PAGE EXCERPT
<<<<

We were at the Tropicult office sitting around eating bananas and brainstorming for new content when we had an epiphany. “What if some of our readers indulge in the ever popular, increasingly discussed cannabis plant,” was the main idea. We hope you’ll tell us if we’re mistaken – but it became hard to ignore that maybe a few of our dear music, art, fashion, and nightlife fans might like to toke up once in a while. Or all the while. We don’t judge at Tropicult.

In light of this realization, we’re launching “stoner” series of posts under the title TropiCanna. In it, we’ll discuss everything about marijuana in our hometown of Miami. Since Florida law prohibits weed, our experience with cannabis has been filled with sketchy drug deals, illegal grow ops, fear of the police, dry spells, pain, and suffering, and for some the worst of all: subpar weed.

That’s not to say there’s nothing good about the weed scene here. Some growers might hold it down and some cops might look the other way, but there’s no consistency. Safe access to quality cannabis is harder to come by than in legal states despite no shortage of cannabis users here (last year a pro-medical marijuana bill lost despite winning 58% of votes). There should be some provider of information and news within the Miami cannabis community so readers can stay in the know.

And thus we begin. I’m honored to be your fellow explorer through South Florida’s pot scene as we learn about our – presently illicit – world of weed. “What makes this anonymous writer qualified to tell us about what we smoke?” you might ask. Good question.

Allow me to introduce myself. You’ll know me as Mary Jane. Mindy Jameson. Martin Jaffreys. EmJay. You won’t know me by name, gender, or race, but you’ll know me by my words. Every day I’m intrigued by this flower that not only prompts harmless fun and a sojourn to our minds’ depth,  but has healing power over a variety of ailments.

Here’s a bit of background for you.

An avid reader throughout high school and college, I set about getting the facts on cannabis. I learned about different strains. Then about the difference between sativa, indica, and ruderalis. I researched its legality and medical application. My friends and I became increasingly familiar with physical attributes of the plant and how it’s grown. How did they make hashish? How did THC (the main psychoactive molecule in cannabis) work on the brain? I looked at books on the subject, all the leading magazines, and, of course, the internet – devouring relevant YouTube videos.

After high school, I befriended cannabis users from California and got to ask them about the medical scene there as far back as 2005, as well as sample smuggled dispensary buds. These friends enlightened me to truly well grown, prime quality marijuana and a variety of classic strains like Grape Ape, Northern Lights, and the famous OG Kush. We visited Amsterdam several times to explore strains there and enjoy coffee shop culture.

Of course, I smoke weed. A lot of weed. I’ve been toking hard for over ten years and tried everything from cheap Mexican brick to the finest homegrown nuggets. Everyone from growers to scientists, to dealers talk shop about the plant while I merely listen. There’s still a lot to see and even more to learn, however, I feel equipped with the fundamental knowledge required for this smoky underground trip.

>>>>

ENTRIES PROVIDED
<<<<

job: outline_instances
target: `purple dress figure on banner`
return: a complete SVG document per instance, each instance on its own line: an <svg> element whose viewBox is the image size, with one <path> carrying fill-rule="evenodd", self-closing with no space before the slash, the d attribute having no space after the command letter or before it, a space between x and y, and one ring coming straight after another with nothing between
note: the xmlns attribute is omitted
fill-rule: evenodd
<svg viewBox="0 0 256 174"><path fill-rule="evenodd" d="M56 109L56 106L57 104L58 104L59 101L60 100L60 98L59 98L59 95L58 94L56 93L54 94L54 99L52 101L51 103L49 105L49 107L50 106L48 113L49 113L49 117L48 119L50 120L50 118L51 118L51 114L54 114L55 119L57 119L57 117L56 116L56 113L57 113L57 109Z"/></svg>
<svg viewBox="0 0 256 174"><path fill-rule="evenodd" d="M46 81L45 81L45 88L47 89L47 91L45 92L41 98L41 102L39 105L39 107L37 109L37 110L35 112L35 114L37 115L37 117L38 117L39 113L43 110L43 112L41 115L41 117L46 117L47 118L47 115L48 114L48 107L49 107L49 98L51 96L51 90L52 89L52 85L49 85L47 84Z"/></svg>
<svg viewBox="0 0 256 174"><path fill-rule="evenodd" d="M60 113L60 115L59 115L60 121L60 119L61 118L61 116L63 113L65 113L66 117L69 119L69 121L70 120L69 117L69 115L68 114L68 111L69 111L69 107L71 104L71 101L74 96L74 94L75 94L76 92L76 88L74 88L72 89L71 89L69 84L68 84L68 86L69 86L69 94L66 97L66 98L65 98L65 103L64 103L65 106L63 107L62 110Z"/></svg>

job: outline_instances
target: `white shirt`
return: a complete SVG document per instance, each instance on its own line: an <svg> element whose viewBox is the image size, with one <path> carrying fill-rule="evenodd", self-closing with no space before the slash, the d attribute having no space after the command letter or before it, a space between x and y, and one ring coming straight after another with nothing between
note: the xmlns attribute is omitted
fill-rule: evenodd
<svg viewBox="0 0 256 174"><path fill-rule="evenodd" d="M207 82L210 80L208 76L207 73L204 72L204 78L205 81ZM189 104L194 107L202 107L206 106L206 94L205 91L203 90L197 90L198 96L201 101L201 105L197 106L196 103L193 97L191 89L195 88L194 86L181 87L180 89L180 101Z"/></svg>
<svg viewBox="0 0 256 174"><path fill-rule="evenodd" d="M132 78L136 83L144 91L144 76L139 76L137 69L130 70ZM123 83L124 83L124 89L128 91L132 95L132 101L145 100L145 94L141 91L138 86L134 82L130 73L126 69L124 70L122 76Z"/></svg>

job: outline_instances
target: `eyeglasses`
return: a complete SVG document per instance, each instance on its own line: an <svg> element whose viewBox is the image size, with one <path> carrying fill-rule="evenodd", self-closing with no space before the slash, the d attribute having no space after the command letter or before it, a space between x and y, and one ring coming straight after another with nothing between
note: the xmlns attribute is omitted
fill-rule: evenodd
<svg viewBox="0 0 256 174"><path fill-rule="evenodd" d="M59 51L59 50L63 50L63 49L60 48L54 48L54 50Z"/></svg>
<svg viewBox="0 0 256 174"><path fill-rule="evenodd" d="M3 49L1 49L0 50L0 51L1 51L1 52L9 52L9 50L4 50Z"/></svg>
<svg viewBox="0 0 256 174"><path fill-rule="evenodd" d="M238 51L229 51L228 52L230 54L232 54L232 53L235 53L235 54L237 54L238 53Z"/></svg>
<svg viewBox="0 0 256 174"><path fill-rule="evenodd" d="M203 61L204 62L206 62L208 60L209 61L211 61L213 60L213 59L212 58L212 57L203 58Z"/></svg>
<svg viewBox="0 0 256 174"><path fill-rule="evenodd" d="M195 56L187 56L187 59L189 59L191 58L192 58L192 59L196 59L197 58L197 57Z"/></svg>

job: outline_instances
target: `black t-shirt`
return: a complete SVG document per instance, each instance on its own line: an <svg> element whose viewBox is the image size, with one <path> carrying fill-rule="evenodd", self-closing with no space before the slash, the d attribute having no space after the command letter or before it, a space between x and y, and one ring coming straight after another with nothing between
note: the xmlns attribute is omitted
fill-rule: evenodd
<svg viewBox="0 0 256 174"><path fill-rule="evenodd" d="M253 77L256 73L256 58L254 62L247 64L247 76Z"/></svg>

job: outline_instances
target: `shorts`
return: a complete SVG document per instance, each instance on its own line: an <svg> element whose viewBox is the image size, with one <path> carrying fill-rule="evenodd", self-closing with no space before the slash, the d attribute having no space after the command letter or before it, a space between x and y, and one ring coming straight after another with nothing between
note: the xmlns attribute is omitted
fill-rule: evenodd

>>>>

WORK INSTRUCTION
Reproduce verbatim the stretch of the TropiCanna introduction from "In light of" through "of all: subpar weed.".

TASK RESPONSE
In light of this realization, we’re launching “stoner” series of posts under the title TropiCanna. In it, we’ll discuss everything about marijuana in our hometown of Miami. Since Florida law prohibits weed, our experience with cannabis has been filled with sketchy drug deals, illegal grow ops, fear of the police, dry spells, pain, and suffering, and for some the worst of all: subpar weed.